● BRIEF
Below are records; print only the lines from the line containing "paved road shown above." to the end, both included, reproduced exactly and without the pictures.

● INPUT
======

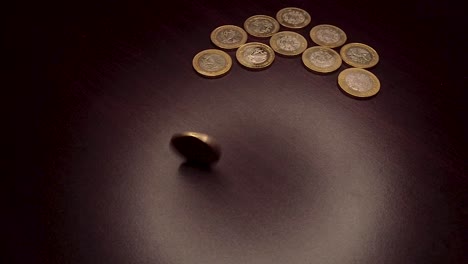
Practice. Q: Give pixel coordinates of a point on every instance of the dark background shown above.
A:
(308, 174)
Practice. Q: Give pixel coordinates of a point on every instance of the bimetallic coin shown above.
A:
(321, 59)
(212, 62)
(359, 55)
(293, 17)
(359, 82)
(261, 26)
(196, 147)
(328, 36)
(255, 55)
(228, 36)
(288, 43)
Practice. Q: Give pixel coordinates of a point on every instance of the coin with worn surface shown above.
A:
(288, 43)
(359, 82)
(228, 36)
(196, 147)
(255, 55)
(293, 17)
(359, 55)
(328, 36)
(261, 26)
(212, 62)
(321, 59)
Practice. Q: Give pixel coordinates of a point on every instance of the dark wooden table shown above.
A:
(308, 174)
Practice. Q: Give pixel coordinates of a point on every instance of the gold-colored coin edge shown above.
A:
(288, 53)
(311, 66)
(228, 46)
(313, 36)
(344, 86)
(375, 55)
(285, 24)
(272, 19)
(241, 49)
(215, 73)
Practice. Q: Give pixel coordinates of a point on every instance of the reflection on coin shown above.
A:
(293, 17)
(255, 55)
(359, 82)
(212, 62)
(328, 36)
(321, 59)
(261, 26)
(196, 147)
(359, 55)
(228, 36)
(288, 43)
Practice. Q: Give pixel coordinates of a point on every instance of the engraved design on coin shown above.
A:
(294, 17)
(288, 43)
(256, 55)
(328, 35)
(359, 81)
(359, 55)
(262, 26)
(229, 36)
(212, 62)
(322, 59)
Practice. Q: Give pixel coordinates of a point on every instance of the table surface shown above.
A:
(307, 174)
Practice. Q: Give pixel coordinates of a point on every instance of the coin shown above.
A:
(288, 43)
(321, 59)
(261, 26)
(196, 147)
(228, 36)
(328, 36)
(359, 82)
(359, 55)
(255, 55)
(212, 62)
(293, 17)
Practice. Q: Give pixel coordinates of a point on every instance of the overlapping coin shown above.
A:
(288, 43)
(228, 36)
(255, 55)
(293, 17)
(261, 26)
(358, 82)
(212, 62)
(359, 55)
(328, 36)
(321, 59)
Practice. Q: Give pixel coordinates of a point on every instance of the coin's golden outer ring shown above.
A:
(290, 24)
(302, 41)
(374, 60)
(315, 38)
(248, 26)
(233, 45)
(312, 66)
(197, 147)
(240, 55)
(346, 88)
(220, 72)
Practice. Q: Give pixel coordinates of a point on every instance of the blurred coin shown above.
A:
(288, 43)
(359, 55)
(196, 147)
(293, 17)
(228, 36)
(212, 62)
(328, 36)
(321, 59)
(359, 82)
(255, 55)
(261, 26)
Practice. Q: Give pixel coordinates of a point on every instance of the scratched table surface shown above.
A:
(307, 175)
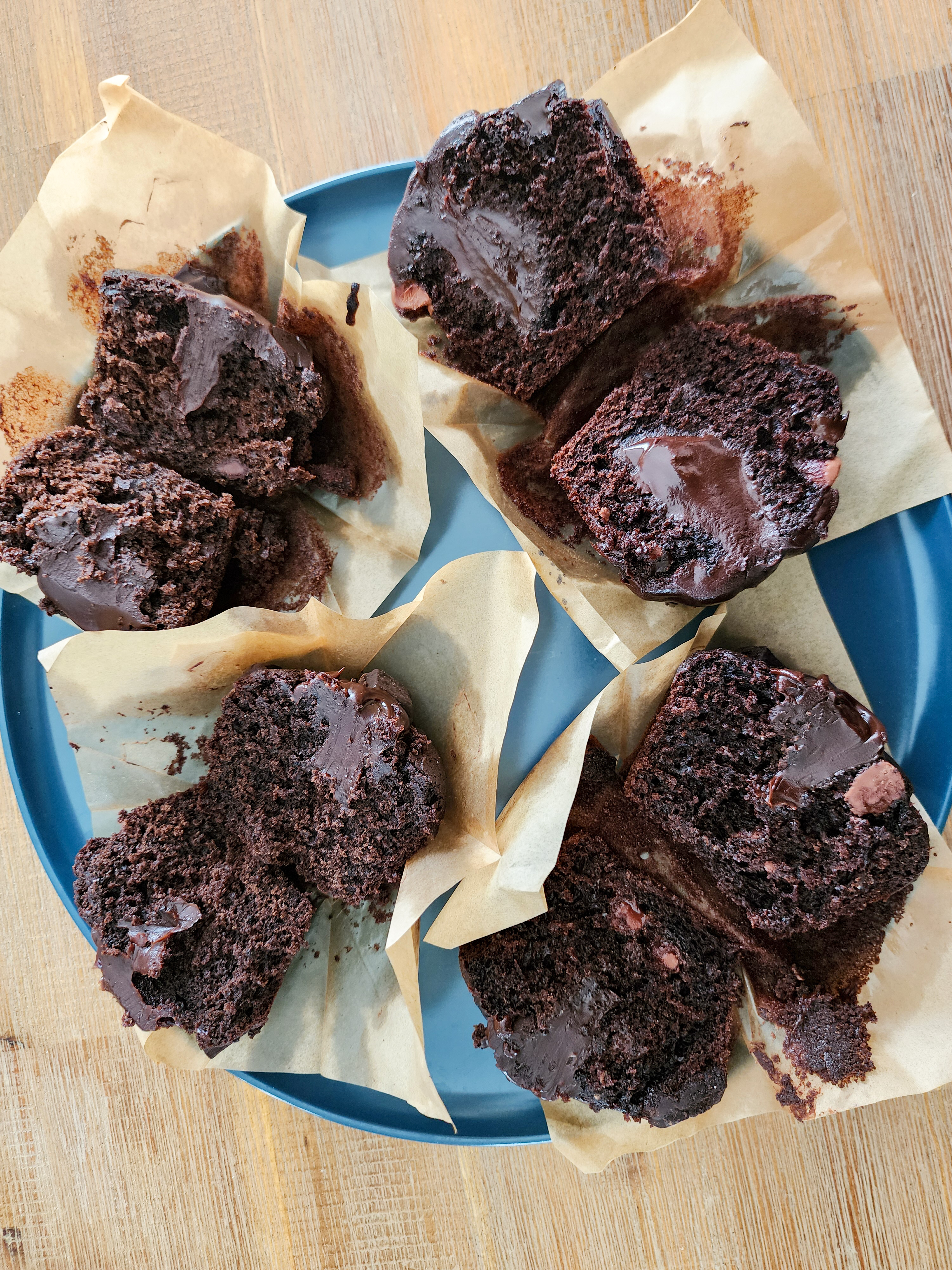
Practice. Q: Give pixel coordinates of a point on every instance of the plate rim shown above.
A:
(253, 1079)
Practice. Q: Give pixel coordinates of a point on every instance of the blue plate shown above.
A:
(887, 587)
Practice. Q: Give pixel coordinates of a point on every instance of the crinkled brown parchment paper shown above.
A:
(135, 703)
(701, 96)
(145, 190)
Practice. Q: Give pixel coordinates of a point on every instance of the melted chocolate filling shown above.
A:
(700, 481)
(144, 954)
(82, 573)
(830, 731)
(364, 721)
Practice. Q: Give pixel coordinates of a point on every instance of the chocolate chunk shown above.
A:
(362, 725)
(328, 775)
(553, 1055)
(831, 732)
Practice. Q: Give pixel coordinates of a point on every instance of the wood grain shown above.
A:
(107, 1160)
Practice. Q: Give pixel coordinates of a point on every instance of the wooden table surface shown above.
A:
(107, 1160)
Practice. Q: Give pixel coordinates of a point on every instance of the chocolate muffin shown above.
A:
(280, 559)
(115, 543)
(619, 996)
(328, 777)
(780, 784)
(710, 467)
(186, 377)
(190, 930)
(525, 233)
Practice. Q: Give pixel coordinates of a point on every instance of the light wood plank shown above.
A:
(107, 1160)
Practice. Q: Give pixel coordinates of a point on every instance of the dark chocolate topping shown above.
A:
(364, 721)
(555, 1055)
(536, 111)
(830, 731)
(144, 954)
(701, 482)
(494, 250)
(216, 324)
(84, 577)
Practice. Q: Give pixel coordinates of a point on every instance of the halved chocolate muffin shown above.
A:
(188, 378)
(619, 996)
(710, 467)
(115, 543)
(190, 930)
(781, 785)
(525, 233)
(327, 775)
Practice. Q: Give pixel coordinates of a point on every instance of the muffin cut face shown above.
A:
(618, 996)
(190, 930)
(327, 775)
(714, 463)
(192, 379)
(525, 233)
(115, 543)
(781, 785)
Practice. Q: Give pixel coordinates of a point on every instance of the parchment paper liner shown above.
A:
(145, 190)
(911, 987)
(704, 96)
(460, 648)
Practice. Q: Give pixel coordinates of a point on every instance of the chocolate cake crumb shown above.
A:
(826, 1037)
(618, 995)
(710, 467)
(328, 777)
(186, 377)
(525, 233)
(115, 543)
(280, 558)
(751, 768)
(191, 932)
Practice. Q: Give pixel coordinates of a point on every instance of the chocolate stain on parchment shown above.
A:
(238, 260)
(83, 288)
(813, 327)
(350, 443)
(706, 217)
(182, 747)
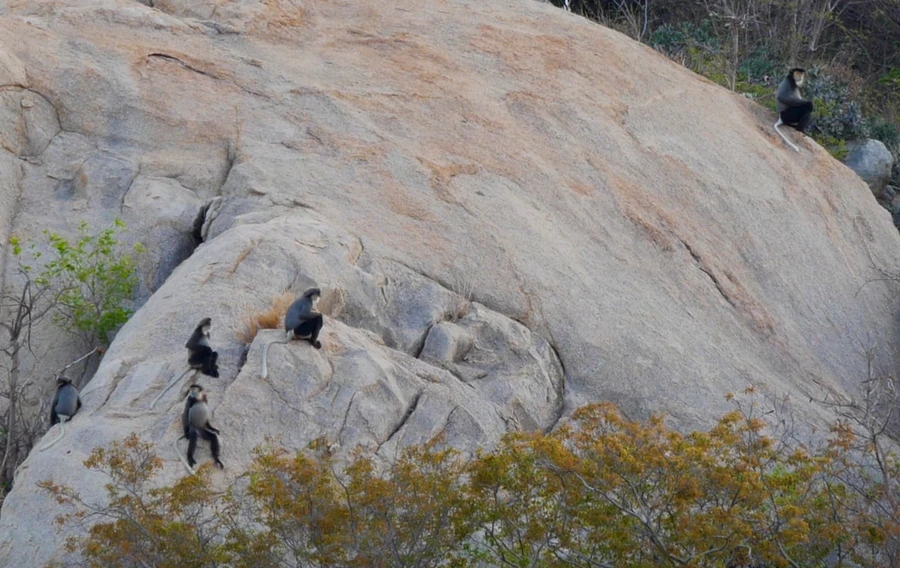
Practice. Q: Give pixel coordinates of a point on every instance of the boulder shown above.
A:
(872, 161)
(511, 211)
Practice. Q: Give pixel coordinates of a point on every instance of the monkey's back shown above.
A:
(66, 401)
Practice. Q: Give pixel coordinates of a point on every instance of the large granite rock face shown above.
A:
(512, 212)
(873, 162)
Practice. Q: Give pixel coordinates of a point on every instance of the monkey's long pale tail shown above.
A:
(165, 390)
(62, 432)
(287, 339)
(783, 137)
(187, 466)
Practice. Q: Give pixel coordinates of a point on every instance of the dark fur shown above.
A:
(303, 320)
(793, 109)
(201, 356)
(63, 387)
(205, 430)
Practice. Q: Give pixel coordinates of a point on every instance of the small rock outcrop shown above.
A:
(873, 162)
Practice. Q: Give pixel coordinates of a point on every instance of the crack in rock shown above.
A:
(409, 410)
(705, 270)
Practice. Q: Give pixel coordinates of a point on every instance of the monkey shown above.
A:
(793, 109)
(201, 357)
(195, 423)
(66, 403)
(302, 321)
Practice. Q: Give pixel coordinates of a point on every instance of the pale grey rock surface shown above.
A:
(872, 161)
(512, 211)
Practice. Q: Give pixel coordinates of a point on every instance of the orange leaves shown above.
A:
(600, 491)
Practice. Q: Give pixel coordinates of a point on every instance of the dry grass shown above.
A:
(462, 303)
(270, 318)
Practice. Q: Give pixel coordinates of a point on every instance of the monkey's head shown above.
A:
(797, 75)
(313, 295)
(204, 325)
(196, 392)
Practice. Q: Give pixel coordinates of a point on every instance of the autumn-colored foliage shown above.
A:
(602, 491)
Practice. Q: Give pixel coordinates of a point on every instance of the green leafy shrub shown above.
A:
(836, 115)
(92, 278)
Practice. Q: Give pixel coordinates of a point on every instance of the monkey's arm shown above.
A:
(54, 418)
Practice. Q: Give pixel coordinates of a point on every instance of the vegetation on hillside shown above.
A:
(601, 492)
(84, 286)
(850, 47)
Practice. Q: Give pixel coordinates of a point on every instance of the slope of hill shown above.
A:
(512, 211)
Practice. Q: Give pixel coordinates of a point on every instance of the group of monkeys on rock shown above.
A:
(302, 321)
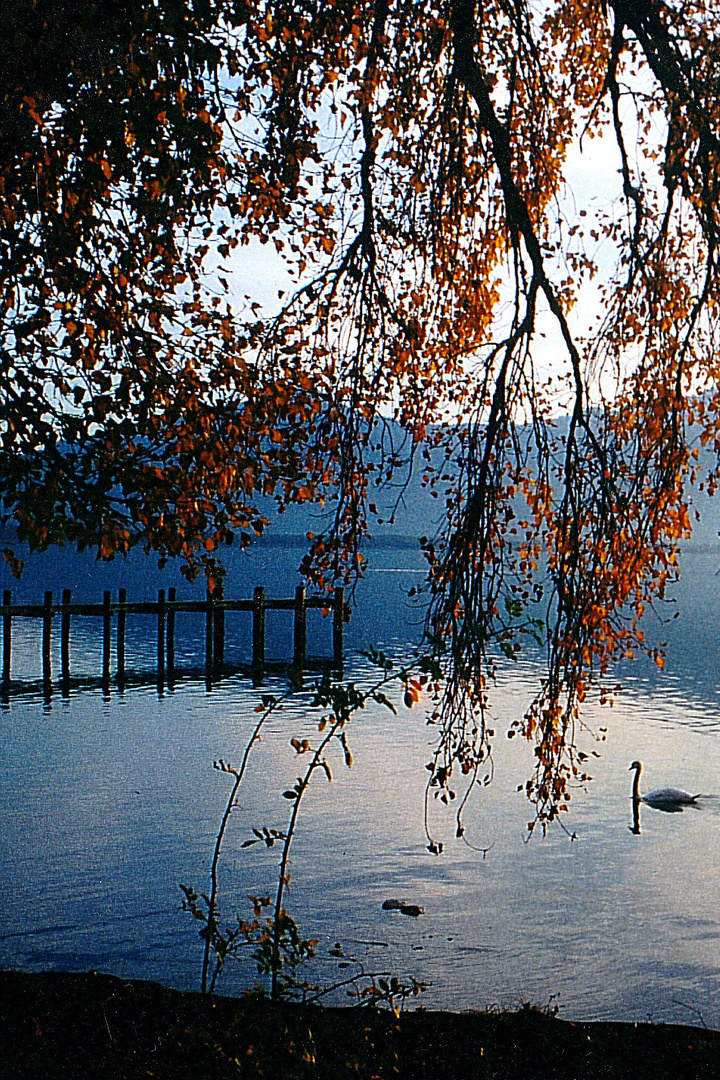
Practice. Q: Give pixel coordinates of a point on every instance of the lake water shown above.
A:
(108, 802)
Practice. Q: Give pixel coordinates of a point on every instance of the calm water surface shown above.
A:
(106, 804)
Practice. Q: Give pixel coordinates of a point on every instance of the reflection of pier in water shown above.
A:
(164, 610)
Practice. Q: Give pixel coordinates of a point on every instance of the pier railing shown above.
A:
(164, 610)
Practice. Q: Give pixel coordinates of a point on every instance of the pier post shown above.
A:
(300, 629)
(338, 625)
(172, 596)
(258, 631)
(46, 638)
(162, 613)
(65, 642)
(7, 636)
(122, 620)
(218, 630)
(107, 624)
(208, 640)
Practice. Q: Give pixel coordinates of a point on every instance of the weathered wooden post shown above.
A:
(122, 619)
(208, 638)
(7, 636)
(338, 624)
(300, 629)
(258, 631)
(65, 640)
(172, 596)
(162, 613)
(107, 628)
(46, 638)
(218, 630)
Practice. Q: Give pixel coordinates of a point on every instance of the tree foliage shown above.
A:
(412, 163)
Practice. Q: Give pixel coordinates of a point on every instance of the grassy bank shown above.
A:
(84, 1026)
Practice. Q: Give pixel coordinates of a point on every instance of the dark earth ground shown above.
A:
(87, 1026)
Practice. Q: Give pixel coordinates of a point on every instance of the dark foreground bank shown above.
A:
(86, 1026)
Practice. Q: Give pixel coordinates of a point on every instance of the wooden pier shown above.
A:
(164, 610)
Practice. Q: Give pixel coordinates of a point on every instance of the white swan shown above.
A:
(669, 799)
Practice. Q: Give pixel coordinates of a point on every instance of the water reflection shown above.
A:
(106, 806)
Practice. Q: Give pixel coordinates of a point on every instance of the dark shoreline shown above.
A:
(59, 1026)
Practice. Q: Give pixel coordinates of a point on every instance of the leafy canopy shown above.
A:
(410, 160)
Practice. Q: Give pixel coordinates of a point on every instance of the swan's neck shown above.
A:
(636, 784)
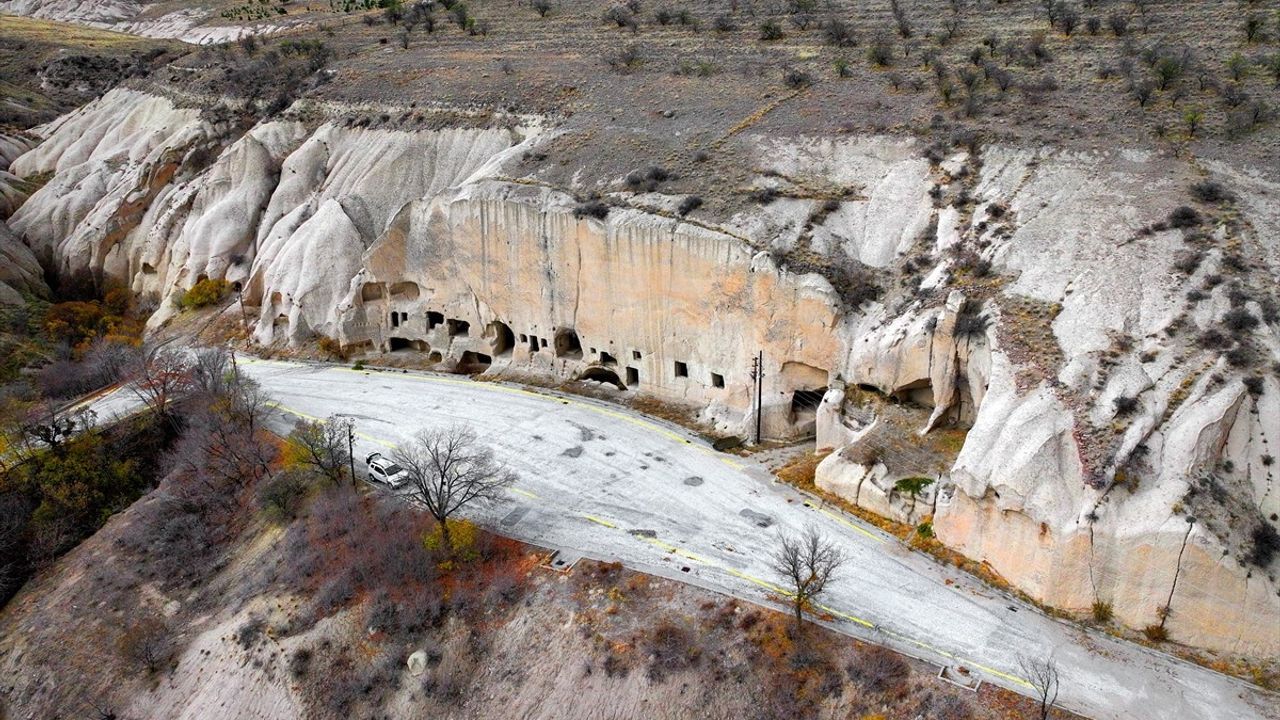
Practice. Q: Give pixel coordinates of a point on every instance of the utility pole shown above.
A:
(351, 451)
(758, 378)
(240, 295)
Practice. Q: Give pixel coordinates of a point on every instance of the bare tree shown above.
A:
(211, 370)
(163, 374)
(807, 561)
(46, 425)
(324, 446)
(146, 643)
(1042, 674)
(448, 469)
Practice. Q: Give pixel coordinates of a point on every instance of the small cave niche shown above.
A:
(501, 338)
(405, 291)
(567, 345)
(474, 363)
(603, 376)
(458, 327)
(398, 343)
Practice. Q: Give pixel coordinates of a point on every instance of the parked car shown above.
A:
(383, 469)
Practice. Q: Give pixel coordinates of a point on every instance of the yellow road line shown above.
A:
(848, 616)
(766, 584)
(854, 525)
(599, 522)
(667, 546)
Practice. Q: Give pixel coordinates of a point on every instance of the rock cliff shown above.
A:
(1075, 370)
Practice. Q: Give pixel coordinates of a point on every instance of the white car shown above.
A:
(384, 470)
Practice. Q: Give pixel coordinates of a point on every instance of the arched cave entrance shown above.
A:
(567, 343)
(405, 343)
(474, 363)
(501, 338)
(603, 376)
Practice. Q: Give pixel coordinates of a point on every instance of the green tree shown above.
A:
(913, 487)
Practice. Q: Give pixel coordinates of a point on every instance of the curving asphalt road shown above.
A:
(598, 481)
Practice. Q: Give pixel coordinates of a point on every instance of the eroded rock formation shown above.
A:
(1033, 368)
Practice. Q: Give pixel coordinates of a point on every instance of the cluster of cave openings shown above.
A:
(405, 343)
(804, 404)
(501, 338)
(474, 361)
(567, 343)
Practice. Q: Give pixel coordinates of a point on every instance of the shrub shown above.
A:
(972, 323)
(282, 496)
(147, 643)
(689, 204)
(300, 662)
(795, 78)
(620, 17)
(763, 195)
(1265, 545)
(771, 31)
(1102, 611)
(880, 670)
(671, 648)
(1212, 340)
(626, 58)
(1256, 386)
(647, 180)
(208, 291)
(1124, 405)
(332, 347)
(1184, 217)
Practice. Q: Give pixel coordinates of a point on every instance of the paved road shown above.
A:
(612, 484)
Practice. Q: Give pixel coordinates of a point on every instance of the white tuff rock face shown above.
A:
(135, 18)
(1036, 306)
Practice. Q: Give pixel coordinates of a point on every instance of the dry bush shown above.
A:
(671, 650)
(880, 670)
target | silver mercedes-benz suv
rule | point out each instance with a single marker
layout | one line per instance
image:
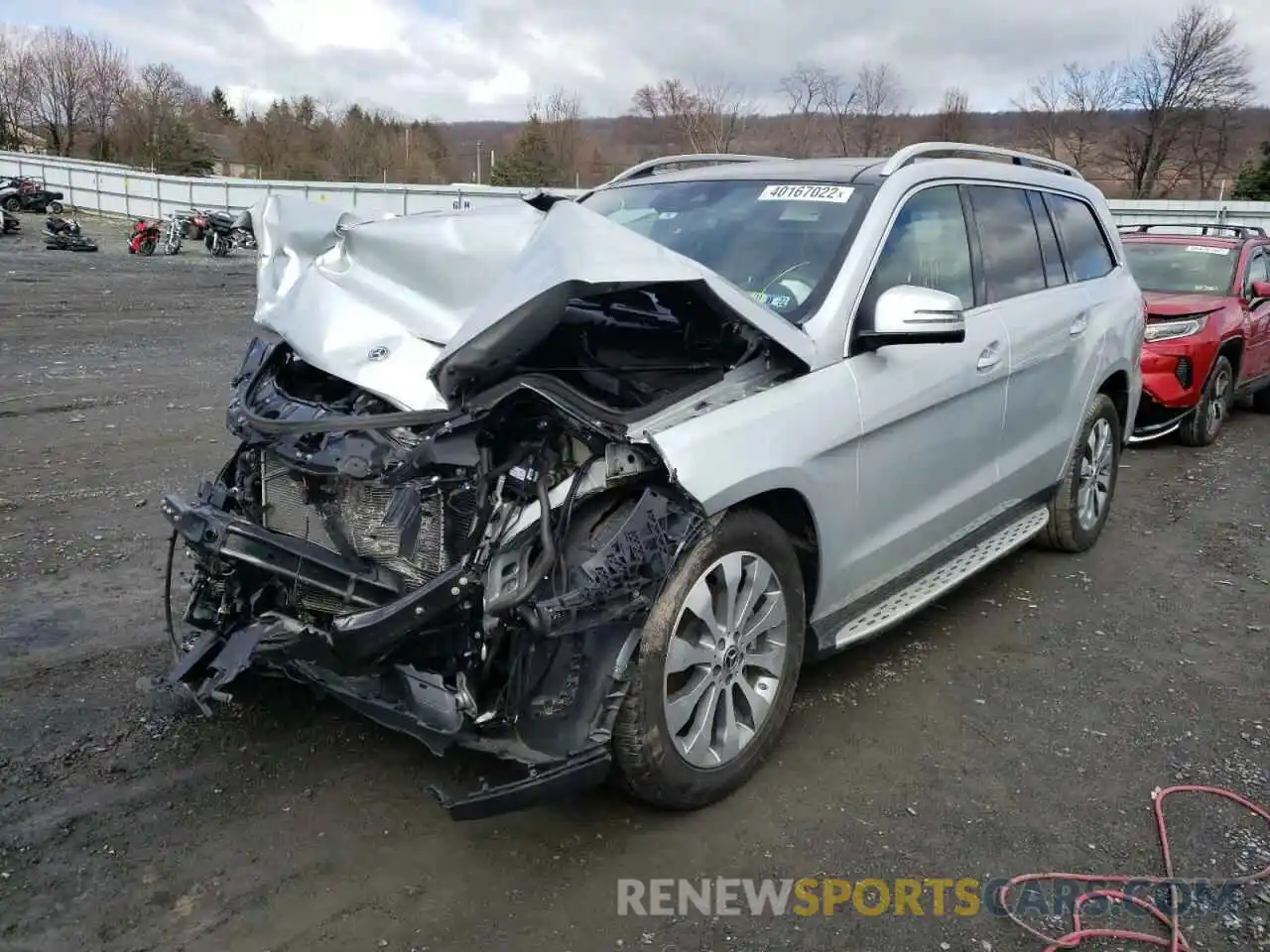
(583, 484)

======

● RESULT
Practice. Q: Give pixel coordinates of a point on every instance of the paved road shown above.
A:
(612, 484)
Practice. Q: Give pixel coordinates of a point on every instance of the white tuff rock face shown above.
A:
(135, 18)
(1036, 306)
Practice. Q: Give pixel coordinates of a point on every instance of the dry bush shown above.
A:
(671, 650)
(880, 670)
target | silver mercedes-benz suv
rule | point out each instance with a single marker
layout | one line per instance
image:
(583, 484)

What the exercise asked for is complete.